§ Required work: Word for word, restate each of the records below.

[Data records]
*** Block opens ***
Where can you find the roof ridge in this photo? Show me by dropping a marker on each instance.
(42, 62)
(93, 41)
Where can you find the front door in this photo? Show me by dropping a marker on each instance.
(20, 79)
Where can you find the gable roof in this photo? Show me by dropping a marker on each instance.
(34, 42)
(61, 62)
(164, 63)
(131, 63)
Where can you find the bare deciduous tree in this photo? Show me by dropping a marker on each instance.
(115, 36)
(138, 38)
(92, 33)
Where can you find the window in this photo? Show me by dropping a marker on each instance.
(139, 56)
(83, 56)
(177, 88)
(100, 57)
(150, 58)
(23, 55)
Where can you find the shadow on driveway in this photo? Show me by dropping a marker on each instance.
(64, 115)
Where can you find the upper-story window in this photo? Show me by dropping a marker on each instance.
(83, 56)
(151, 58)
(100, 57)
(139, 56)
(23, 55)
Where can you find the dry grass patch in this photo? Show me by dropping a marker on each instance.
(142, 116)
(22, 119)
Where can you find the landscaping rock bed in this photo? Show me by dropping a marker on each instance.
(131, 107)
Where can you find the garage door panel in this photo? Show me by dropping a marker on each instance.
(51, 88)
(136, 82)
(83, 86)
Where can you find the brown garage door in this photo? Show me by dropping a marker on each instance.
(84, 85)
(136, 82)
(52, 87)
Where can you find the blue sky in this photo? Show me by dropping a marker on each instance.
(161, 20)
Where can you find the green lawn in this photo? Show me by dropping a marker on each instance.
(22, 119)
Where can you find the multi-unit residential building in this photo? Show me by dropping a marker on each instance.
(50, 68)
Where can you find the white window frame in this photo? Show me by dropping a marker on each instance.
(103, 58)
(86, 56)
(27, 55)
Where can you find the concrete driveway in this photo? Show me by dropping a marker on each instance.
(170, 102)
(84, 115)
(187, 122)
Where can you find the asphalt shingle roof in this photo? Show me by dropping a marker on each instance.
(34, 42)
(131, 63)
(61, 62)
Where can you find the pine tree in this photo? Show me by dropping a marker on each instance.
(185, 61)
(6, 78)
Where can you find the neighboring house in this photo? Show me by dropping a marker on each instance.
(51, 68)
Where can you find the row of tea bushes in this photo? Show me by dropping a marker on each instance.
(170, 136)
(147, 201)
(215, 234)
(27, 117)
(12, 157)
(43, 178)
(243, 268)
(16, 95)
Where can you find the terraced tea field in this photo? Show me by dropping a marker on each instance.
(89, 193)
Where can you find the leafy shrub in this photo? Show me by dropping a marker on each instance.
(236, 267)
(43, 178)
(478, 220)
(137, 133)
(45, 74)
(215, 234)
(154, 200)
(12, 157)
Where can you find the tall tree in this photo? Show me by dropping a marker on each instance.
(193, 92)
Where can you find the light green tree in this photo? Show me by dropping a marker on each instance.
*** Block closes ***
§ Output of the task:
Where can you find the roof ridge in this photo? Show me by dropping a marker on each instance.
(42, 62)
(93, 41)
Where can you find the front door in this photo? Show me by dropping a marker on each instance.
(20, 79)
Where can you find the gable roof in this photo? Show me by dropping a marker on each instance.
(34, 42)
(61, 62)
(164, 63)
(131, 63)
Where can you find the bare deciduous tree in this photo? Show me by dropping a marker on each instance.
(115, 36)
(138, 38)
(92, 33)
Where can you find the window in this photo? Show me by dropping a marker on each instance.
(139, 56)
(83, 56)
(177, 88)
(100, 57)
(150, 58)
(23, 55)
Where can you find the shadow on driveway in this photo? Show me by dropping a marker on each instance.
(64, 115)
Where can you find the upper-story window in this photo? Show me by dropping a marker on each instance.
(83, 56)
(151, 58)
(100, 57)
(139, 56)
(23, 55)
Where can you find the dry grass patch in this photo? Show me by dropping a marker on each instance.
(142, 116)
(22, 119)
Where can you find the landscaping rock bed in this photo? Show me by dropping a marker on each instance.
(131, 107)
Where can you find the garage door panel in this photo? Show me by dropping a marker on each instance.
(51, 88)
(136, 82)
(83, 86)
Where can you find the brown garage door in this photo? Show me by dropping a marker on each instance.
(84, 85)
(136, 82)
(52, 87)
Where can you find the blue sky in this photo? Show me by dropping a marker on each instance.
(161, 20)
Where can you find the green lawn in this photo? Show me by dropping a marker on each instance.
(22, 119)
Where can you find the multi-unit residential building in this photo? Show me by dropping a marker on each instance.
(50, 68)
Where can you find the white window frame in this photo? Show me by dropping a marker on each instance.
(103, 58)
(86, 56)
(27, 55)
Where can you find the concrete driveway in this photo? Show me by dropping a marker on each instance.
(170, 102)
(84, 115)
(187, 122)
Where can you find the asphalt shingle roof in this photo? Show me by dropping a marker on each instance.
(34, 42)
(131, 63)
(61, 62)
Where can you find the pine tree in this photo? Show me by dropping a marker on each instance.
(185, 61)
(6, 78)
Where can you find the neighboring house in this photo? Show me by dropping a marker on each instance.
(51, 68)
Where can you find the row of tea bushes in this photo? Show me by dropping a marker on each instance.
(170, 136)
(147, 201)
(215, 234)
(27, 117)
(12, 157)
(43, 178)
(243, 268)
(16, 95)
Where can you find the terraced tea field in this photo? Show me by dropping a marker on each instance.
(89, 193)
Where can you find the leafy shrub in this photo? Show me by dropping a marker on each instance.
(236, 267)
(43, 178)
(478, 220)
(137, 133)
(45, 74)
(215, 234)
(154, 200)
(12, 157)
Where can you find the tall tree in this photo? Show me by dropping a marker on each instance.
(193, 92)
Where can you find the light green tree in this photo? Show me by dropping a marker on each instance.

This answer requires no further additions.